* [Text for analysis]:
The natural habitat of rattlesnakes is in North and South America. They are rather abundant and this explains the high incidence of rattlesnake bites in these regions. It is estimated that in the Unites States 8000 cases of snake bites occur each year and 75% of all bites are rattlesnake bites. Fortunately the number of deaths caused by rattlesnake bites is small. However, the bite is very painful and can sometimes cause irreversible damage to certain tissues.
There are 30 species of rattlesnakes in the Americas. People who like spending their time in wilderness are at higher risk of encountering this venomous snake and are at potential risk to be bitten.
Symptoms of Rattlesnake Bite
The person will most definitely be aware if he/ she has been bitten. The marks on the skin left by the rattlesnake fangs are quite noticeable and the moment a person has been bitten sharp pain occurs. The bitten part of the skin will become discoloration and have slight swelling. If the bite has been severe the wound may also bleed. The effects of the poison will soon start to appear. The person may experience breathing difficulties, drop in blood pressure, nausea and vomiting. Furthermore, the eyelids can be droopy and one may suffer from blurred vision. The affected area is numb and there may be tingling sensation. Once the blood pressure becomes too low the heart rate rapidly increases. Additional symptoms include thirst, tiredness and muscle weakness.
What are the Effects of Rattlesnake Bite?
Majority of rattlesnakes produce hemotoxic venom. When the venom is injected it starts damaging the tissues and may cause significant imbalance in the circulatory system. The effects of the venom are in a form of internal hemorrhage. What is more, rattlesnake venom contains neurotoxin elements which may cause damage to the nervous system. Even the respiratory system can be affected and there are also cases of lethal outcome. The venom of young rattlesnakes is much more potent comparing to older snakes.
Treatment and First Aid for Rattlesnake Bite
The only effective means against rattlesnake venom is anti-venom which needs to be administered as soon as possible. Still since anti-venom is only available in medical centers the person who has been bitten must know how to react in case he/ she has been bitten.
It is essential to stay calm. Any additional anxiety and exertion may stimulate circulation and contribute to faster spread of the venom. The bitten part of the body is supposed to be held lower than the level of the heart. Any jewelry must be removed as it may hinder the blood flow. Even though the casualty may experience a burning sensation at the site of the bite ice is never supposed to be used in the particular area. One effective way to restrict the flow of the venom is to tie a compression bandage but it must not be tied too tight as it may cause cutting off the blood flow. The casualty must be transferred to the nearest medical center as soon as possible in order to be properly treated and administered anti-venom.

* [Provided information]:
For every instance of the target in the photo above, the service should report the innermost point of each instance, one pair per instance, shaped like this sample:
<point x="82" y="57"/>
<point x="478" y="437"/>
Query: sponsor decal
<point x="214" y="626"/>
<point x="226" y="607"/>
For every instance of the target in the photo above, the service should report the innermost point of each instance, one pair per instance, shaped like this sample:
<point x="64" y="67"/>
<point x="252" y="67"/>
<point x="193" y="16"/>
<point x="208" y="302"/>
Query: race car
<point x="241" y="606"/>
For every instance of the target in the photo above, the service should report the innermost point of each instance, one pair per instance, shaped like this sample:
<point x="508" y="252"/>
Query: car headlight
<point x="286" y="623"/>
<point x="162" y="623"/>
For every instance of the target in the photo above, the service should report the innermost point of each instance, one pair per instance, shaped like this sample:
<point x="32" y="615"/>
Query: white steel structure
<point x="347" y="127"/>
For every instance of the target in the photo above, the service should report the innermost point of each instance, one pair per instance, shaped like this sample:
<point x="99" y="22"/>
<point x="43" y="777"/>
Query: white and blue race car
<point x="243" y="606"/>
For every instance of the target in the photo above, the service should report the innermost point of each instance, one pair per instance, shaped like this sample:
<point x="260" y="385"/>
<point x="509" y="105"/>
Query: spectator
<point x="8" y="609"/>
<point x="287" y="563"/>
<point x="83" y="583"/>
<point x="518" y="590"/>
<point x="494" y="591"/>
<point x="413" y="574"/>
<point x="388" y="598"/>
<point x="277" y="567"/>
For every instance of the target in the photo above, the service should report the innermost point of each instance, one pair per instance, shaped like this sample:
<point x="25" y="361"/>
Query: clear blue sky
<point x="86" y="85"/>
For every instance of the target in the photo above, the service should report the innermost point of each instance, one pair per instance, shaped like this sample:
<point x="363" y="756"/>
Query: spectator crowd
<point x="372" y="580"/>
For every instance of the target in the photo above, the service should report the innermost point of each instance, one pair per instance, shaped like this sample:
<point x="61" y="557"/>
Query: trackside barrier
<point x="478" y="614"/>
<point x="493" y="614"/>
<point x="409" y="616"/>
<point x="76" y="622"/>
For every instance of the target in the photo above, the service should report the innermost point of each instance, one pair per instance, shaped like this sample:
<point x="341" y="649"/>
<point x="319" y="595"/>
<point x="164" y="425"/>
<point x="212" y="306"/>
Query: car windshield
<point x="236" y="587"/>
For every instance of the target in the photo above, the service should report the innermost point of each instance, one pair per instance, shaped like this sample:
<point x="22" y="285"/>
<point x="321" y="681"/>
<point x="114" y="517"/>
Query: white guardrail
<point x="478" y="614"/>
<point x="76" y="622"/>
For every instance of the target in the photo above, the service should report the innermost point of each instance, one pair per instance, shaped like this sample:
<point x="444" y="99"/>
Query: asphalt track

* [Questions]:
[A] In the text on rattlesnake bites, how many species of rattlesnakes are there in the Americas?
[B] Reproduce the passage of the text on rattlesnake bites starting at "It is essential" and ending at "and administered anti-venom.".

* [Replies]:
[A] There are 30 species of rattlesnakes in the Americas.

[B]
It is essential to stay calm. Any additional anxiety and exertion may stimulate circulation and contribute to faster spread of the venom. The bitten part of the body is supposed to be held lower than the level of the heart. Any jewelry must be removed as it may hinder the blood flow. Even though the casualty may experience a burning sensation at the site of the bite ice is never supposed to be used in the particular area. One effective way to restrict the flow of the venom is to tie a compression bandage but it must not be tied too tight as it may cause cutting off the blood flow. The casualty must be transferred to the nearest medical center as soon as possible in order to be properly treated and administered anti-venom.